- _What to do_
Answer these from the text on the Nature, Wealth & Power framework:
(a) In what year was the framework first proposed?
(b) Which scholar called it "the best Venn diagram since 5th grade"?
(c) Outside of which continent did the 2013 update broaden the framework's regional applications?

- _Text section_
++++++++

A herd of African elephants walk across the plains.

It’s been more than two decades since the Nature, Wealth & Power (NWP) framework was developed, and seven years since it was last updated. Recent RTI efforts examine whether NWP remain a helpful way of addressing our planet’s evolving challenges.

“The more things change, the more they stay the same,” the adage goes. But the past few years have been a time of such dramatic global shifts—in action on climate change, urbanization, and the effects of an unprecedented pandemic—that we wondered if that was true for our work in natural resources management.

When NWP was first proposed in 2002, it was focused on rural Africa, where centuries of natural resource extraction were almost entirely decoupled from the needs and interests of the surrounding communities. It called attention to the fact that environmental mismanagement, rural disenfranchisement, and poverty are all interconnected, and referred to access and control over natural resources as “the bread and butter issue on which democracy must deliver.”

The NWP framework was updated in 2013, broadening its regional applications outside of Africa, heightening its scope beyond the project level, and accounting for changes in, among other things, private sector engagement. It was summarized by what scholar Hilary Faxon called “the best Venn diagram since 5th grade.”

Nature, Wealth & Power Venn Diagram

Principles of Nature, Wealth, and Power 2.0 from Nature, Wealth, and Power 2 (NWP2), 2013

“NWP has grown from niche idea to compelling theory,” Faxon wrote in 2014. “If it can become the foundation of standard development practice, the planet and its poor will be better for it.”

But over time, even as projects continued to use the framework, it seemed to slip out of the mainstream lexicon of development giants.

So, this past year, we initiated an internally funded effort to determine whether NWP is still relevant. Is the framework still useful in addressing what seems like ever-more complex problems?

++++++++

- _Records supplied_
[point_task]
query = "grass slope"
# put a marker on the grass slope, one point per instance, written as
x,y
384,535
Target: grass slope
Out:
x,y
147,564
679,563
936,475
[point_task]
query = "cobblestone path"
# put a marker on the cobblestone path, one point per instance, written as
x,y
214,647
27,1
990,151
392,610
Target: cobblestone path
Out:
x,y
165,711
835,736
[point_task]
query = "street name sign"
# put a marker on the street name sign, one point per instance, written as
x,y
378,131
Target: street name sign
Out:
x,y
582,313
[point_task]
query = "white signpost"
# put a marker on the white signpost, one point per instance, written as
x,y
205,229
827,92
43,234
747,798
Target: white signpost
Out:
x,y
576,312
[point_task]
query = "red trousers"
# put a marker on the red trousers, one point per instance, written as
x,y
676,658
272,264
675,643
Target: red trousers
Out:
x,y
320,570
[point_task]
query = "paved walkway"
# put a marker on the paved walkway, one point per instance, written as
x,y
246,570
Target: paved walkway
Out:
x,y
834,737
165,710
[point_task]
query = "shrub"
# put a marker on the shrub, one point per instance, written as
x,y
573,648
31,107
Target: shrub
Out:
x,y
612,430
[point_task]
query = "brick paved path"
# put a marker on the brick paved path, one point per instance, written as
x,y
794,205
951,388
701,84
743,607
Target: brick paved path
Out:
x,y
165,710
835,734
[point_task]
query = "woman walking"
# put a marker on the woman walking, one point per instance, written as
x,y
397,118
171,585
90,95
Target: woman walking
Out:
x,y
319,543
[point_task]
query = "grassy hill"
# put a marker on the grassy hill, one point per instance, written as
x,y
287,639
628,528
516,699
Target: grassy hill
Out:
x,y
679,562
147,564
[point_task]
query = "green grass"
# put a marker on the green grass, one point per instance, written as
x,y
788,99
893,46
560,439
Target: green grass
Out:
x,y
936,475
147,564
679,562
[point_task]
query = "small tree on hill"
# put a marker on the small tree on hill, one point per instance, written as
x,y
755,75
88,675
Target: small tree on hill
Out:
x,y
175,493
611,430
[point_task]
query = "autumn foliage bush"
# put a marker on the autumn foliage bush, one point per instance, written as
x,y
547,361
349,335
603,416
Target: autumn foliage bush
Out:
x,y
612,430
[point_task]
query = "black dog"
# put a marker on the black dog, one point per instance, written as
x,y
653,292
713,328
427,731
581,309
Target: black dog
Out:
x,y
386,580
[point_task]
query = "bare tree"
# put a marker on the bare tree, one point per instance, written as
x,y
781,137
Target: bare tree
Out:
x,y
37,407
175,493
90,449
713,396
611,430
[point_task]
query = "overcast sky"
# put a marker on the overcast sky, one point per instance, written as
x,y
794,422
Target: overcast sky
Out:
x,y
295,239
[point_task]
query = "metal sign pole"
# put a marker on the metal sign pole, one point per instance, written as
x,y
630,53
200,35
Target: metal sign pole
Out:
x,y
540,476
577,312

++++++++

- _Response to this exercise_
(a) 2002
(b) Hilary Faxon
(c) Africa